Build field list for the initial question when using structured format.

Returns

A list of field dictionaries suitable for use in a fields: code: block

initial_response_as_text

def initial_response_as_text() -> str

Returns the initial response in text format, handling both string and dict formats.

Handles checkboxes specially by using .true_values() to show only checked items.

Returns

A formatted string representation of the initial response.

keep_going

def keep_going() -> bool

Returns True if the response is not yet complete and the question limit hasn't been reached.

Returns

True if more questions can be asked, False otherwise.

need_more_questions

def need_more_questions() -> bool

Returns True if the user needs to answer more questions, False otherwise.

Also has the side effect of checking the user's most recent response to see if it satisfies the rubric and updating the next question to be asked.

Returns

True if more questions are needed, False otherwise.

satisfied

def satisfied() -> bool

Returns True if the rubric is satisfied, False otherwise.

Returns

True if the rubric is satisfied, False otherwise.

get_next_question

def get_next_question() -> Optional[Union[str, Dict[str, Any]]]

Returns the text or field structure of the next question to ask the user.

Returns

The text/fields of the next question, or None if no more questions are needed.

synthesize_draft_response

def synthesize_draft_response() -> str

Returns a draft response that synthesizes the user's responses to the questions.

Returns

A draft response that synthesizes the user's responses to the questions.

provide_feedback

def provide_feedback(
feedback_prompt: str = "") -> Union[List[Any], Dict[str, Any], str]

Returns feedback to the user based on how well they satisfied the rubric.

Arguments

  • feedback_prompt str - The prompt to use for the feedback. Defaults to "".

Returns

Feedback to the user based on how well they satisfied the rubric.

IntakeQuestion Objects

class IntakeQuestion(DAObject)

A class to represent a question in an LLM-assisted intake questionnaire.

Attributes

  • question str - The question to ask the user
  • response str - The user's response to the question

complete

@property
def complete()

Returns True if the question and response attributes are present.

IntakeQuestionList Objects

class IntakeQuestionList(DAList)

Class to help create an LLM-assisted intake questionnaire.

The LLM will be provided a free-form set of in/out criteria (like that provided to a phone intake worker), an initial draft question from the user, and then guide the user through a series of follow-up questions to gather only enough information to determine if the user meets the criteria.

> The data:
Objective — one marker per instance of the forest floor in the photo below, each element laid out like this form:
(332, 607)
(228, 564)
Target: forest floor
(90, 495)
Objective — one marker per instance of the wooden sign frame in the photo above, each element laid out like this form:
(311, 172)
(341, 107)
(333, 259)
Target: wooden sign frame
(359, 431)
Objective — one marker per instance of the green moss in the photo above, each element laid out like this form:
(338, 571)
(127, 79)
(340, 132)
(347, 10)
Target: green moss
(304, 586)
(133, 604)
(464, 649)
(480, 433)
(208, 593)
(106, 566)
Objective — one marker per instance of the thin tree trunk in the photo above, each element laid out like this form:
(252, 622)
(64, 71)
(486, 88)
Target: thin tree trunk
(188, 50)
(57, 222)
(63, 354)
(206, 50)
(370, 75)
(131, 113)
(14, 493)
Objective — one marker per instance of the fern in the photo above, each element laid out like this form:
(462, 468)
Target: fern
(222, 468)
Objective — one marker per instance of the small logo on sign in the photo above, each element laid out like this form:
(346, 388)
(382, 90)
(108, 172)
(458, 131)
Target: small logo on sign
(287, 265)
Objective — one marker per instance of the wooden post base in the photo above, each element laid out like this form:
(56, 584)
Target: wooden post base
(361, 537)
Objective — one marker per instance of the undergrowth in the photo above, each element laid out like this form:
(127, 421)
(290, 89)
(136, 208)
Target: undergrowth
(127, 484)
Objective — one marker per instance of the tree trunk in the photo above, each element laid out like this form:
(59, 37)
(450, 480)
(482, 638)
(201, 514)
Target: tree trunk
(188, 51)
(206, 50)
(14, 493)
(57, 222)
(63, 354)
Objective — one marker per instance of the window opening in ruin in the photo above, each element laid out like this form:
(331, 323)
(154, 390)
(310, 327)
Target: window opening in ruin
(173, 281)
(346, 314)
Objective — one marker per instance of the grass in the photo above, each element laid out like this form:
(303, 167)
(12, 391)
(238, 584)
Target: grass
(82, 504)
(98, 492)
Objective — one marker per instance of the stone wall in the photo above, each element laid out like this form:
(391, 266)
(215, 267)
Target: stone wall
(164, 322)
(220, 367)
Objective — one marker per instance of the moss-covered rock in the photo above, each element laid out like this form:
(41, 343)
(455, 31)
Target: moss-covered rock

> Problem 1:
Do these statements agree with the intake questionnaire documentation? Answer yes or no for each, and quote the words from the documentation that decide it.
(a) need_more_questions updates the next question to be asked.
(b) get_next_question returns an empty string when no more questions are needed.
(c) The feedback_prompt argument of provide_feedback defaults to an empty string.
> Problem 2:
Can you rewrite the paragraph of the intake questionnaire documentation that begins "The LLM will be provided" as a short list that keeps its main facts?
> Problem 3:
Could you continue the intake questionnaire documentation after its last sentence, in the same reference style?

> Written response 1:
(a) Yes: "Also has the side effect of checking the user's most recent response to see if it satisfies the rubric and updating the next question to be asked."
(b) No: "The text/fields of the next question, or None if no more questions are needed."
(c) Yes: "Defaults to ""."

> Written response 2:
The LLM is given:
- a free-form set of in/out criteria, like the set given to a phone intake worker
- an initial draft question from the user

It then guides the user through a series of follow-up questions. These gather only enough information to determine whether the user meets the criteria.

> Written response 3:
In/out criteria are often pretty short, so we do not make or support embeddings at the moment.

Attributes

  • criteria Dict[str, str] - A dictionary of criteria to match, indexed by problem type
  • problem_type_descriptions Dict[str, str] - A dictionary of descriptions of the problem types
  • problem_type str - The type of problem to match. E.g., a unit/department inside the law firm
  • initial_problem_description str - The initial description of the problem from the user
  • initial_question str - The original question posed in the interview
  • question_limit int - The maximum number of follow-up questions to ask the user. Defaults to 10.
  • model str - The model to use for the GPT API. Defaults to gpt-4.1.
  • max_output_tokens int - The maximum number of tokens to return from the API. Defaults to 4096
  • llm_role str - The role the LLM should play. Allows you to customize the script the LLM uses to guide the user. We have provided a default script that should work for most intake questionnaires.
  • llm_user_qualifies_prompt str - The prompt to use to determine if the user qualifies. We have provided a default prompt.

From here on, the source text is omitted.